## EXERCISE A
According to the impact summary, how did the Isambard project change high-performance computing? Answer in one to three sentences.
## EXERCISE B
Write out the impact summary from "Bristol’s Isambard project" to "RIKEN in Japan.", word for word.

## SELECTED PASSAGE
---+---

1. Summary of the impact

Bristol’s Isambard project has revolutionised the high-performance computing space, taking technology originally designed for mobile devices and using this to build faster, cheaper supercomputers. Isambard’s impact has led to a new breed of Arm-based supercomputers, creating a new market worth hundreds of millions of dollars today. Isambard is being used by the Met Office for weather and climate research and has given birth to a whole generation of Arm-based supercomputers, including the fastest supercomputer in the world, Fugaku, at RIKEN in Japan.

---+---

## INFORMATION PROVIDED

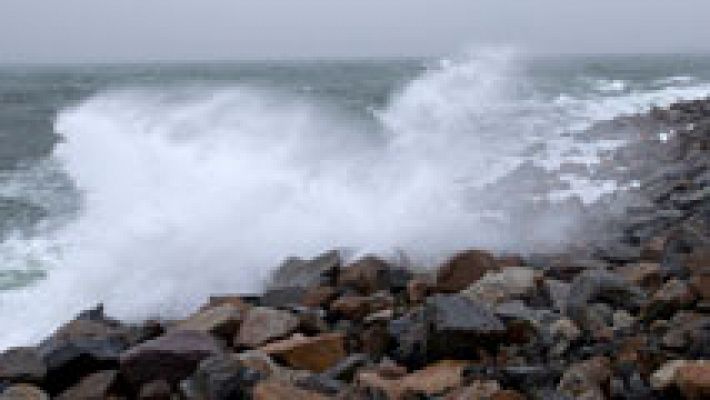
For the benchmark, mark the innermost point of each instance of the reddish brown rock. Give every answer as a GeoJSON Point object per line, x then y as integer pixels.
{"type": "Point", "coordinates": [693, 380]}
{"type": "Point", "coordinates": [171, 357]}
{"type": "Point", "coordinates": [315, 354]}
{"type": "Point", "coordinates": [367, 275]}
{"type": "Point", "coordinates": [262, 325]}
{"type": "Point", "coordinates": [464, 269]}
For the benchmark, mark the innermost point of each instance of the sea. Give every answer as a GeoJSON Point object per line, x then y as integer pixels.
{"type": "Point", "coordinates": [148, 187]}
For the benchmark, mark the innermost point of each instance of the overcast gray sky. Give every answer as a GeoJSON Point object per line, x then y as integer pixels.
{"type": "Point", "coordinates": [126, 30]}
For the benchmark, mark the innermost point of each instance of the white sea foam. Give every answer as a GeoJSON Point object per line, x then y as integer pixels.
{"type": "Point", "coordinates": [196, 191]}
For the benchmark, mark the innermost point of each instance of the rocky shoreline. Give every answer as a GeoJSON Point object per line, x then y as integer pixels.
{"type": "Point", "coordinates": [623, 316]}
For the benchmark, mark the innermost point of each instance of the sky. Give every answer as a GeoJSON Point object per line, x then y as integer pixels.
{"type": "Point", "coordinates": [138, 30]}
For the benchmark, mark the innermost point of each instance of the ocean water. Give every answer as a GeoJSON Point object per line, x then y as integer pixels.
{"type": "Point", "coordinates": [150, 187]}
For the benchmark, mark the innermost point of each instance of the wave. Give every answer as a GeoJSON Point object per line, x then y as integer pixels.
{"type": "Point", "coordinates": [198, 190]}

---+---

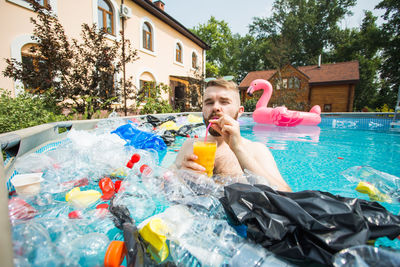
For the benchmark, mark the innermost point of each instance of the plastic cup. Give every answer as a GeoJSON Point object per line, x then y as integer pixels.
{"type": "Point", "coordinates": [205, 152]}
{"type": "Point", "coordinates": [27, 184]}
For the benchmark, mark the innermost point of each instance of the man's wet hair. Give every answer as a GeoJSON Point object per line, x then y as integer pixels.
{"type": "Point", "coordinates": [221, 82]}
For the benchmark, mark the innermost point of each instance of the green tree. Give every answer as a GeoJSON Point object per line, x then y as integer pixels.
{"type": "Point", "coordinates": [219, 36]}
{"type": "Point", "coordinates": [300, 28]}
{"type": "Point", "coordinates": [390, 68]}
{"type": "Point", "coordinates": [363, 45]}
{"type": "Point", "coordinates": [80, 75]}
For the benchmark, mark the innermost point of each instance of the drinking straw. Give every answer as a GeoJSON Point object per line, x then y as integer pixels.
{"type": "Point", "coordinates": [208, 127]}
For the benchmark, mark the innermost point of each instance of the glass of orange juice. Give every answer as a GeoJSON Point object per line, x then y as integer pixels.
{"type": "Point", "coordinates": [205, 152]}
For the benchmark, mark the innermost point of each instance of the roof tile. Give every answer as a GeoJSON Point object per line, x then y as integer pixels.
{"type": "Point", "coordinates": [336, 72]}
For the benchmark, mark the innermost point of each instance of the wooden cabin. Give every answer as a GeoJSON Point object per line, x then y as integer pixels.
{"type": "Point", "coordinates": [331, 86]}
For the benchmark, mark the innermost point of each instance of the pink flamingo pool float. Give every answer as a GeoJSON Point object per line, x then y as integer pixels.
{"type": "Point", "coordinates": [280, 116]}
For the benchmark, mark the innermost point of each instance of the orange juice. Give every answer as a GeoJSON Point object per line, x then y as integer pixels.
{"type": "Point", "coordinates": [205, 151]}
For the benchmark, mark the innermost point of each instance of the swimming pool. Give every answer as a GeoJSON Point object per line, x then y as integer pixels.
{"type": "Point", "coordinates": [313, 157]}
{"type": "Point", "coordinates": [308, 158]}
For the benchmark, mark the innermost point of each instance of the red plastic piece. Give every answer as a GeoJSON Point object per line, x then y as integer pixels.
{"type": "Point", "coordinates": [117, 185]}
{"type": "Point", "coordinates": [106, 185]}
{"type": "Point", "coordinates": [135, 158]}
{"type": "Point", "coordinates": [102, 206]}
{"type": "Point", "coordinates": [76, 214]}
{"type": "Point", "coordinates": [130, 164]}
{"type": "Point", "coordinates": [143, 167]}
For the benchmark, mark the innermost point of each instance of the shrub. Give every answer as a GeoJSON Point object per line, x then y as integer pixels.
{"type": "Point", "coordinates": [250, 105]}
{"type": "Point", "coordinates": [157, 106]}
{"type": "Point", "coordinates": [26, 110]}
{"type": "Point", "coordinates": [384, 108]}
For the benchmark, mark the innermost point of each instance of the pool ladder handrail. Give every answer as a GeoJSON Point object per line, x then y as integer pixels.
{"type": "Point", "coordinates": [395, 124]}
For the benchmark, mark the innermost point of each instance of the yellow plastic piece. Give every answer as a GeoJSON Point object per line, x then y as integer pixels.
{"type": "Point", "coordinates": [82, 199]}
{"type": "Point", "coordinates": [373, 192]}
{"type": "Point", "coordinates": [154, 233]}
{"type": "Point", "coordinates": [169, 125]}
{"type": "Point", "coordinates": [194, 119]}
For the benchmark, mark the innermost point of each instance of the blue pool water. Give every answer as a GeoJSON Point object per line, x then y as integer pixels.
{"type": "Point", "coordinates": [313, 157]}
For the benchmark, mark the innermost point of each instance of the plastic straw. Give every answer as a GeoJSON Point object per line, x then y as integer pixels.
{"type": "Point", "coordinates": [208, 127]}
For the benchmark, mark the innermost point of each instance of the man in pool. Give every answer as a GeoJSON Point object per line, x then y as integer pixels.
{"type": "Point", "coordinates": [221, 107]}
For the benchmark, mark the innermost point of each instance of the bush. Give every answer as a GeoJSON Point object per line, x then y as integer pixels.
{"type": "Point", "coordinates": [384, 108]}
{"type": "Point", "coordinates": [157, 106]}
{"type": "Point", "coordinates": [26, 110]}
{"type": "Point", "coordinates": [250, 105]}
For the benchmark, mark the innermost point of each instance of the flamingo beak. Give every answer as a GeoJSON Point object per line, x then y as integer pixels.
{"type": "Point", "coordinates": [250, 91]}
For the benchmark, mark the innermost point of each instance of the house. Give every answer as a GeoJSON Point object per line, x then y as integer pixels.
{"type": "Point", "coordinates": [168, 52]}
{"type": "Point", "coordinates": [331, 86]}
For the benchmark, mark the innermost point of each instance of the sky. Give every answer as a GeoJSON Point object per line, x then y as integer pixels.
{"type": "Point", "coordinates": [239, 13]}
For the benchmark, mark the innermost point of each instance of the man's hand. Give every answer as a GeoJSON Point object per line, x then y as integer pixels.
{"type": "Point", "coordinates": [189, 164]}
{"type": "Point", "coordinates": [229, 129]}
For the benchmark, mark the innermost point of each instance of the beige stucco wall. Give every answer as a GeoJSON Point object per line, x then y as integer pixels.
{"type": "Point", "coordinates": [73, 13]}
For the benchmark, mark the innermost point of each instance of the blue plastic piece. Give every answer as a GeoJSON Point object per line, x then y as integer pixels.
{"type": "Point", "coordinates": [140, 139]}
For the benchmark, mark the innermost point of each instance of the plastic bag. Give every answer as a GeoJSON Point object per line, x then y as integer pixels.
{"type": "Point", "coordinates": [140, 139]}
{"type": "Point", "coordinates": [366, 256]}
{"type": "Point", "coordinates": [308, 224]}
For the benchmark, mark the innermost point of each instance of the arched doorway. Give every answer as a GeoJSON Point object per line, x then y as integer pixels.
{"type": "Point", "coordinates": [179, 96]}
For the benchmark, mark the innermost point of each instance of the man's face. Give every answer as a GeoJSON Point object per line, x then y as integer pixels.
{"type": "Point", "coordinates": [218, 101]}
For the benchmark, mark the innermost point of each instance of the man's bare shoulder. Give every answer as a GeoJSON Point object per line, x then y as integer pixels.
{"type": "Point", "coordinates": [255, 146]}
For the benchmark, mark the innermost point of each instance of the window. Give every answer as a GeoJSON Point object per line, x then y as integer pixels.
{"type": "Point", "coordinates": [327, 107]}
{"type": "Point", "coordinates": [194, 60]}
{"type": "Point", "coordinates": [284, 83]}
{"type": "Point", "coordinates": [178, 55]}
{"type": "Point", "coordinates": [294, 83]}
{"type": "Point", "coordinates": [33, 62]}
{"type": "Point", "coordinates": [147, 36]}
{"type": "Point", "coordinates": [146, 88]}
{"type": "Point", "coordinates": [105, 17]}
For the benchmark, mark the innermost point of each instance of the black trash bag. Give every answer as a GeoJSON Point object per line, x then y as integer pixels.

---+---

## SOLUTION A
It took technology originally designed for mobile devices and used it to build faster, cheaper supercomputers. This led to a new breed of Arm-based supercomputers and a new market worth hundreds of millions of dollars today.

## SOLUTION B
Bristol’s Isambard project has revolutionised the high-performance computing space, taking technology originally designed for mobile devices and using this to build faster, cheaper supercomputers. Isambard’s impact has led to a new breed of Arm-based supercomputers, creating a new market worth hundreds of millions of dollars today. Isambard is being used by the Met Office for weather and climate research and has given birth to a whole generation of Arm-based supercomputers, including the fastest supercomputer in the world, Fugaku, at RIKEN in Japan.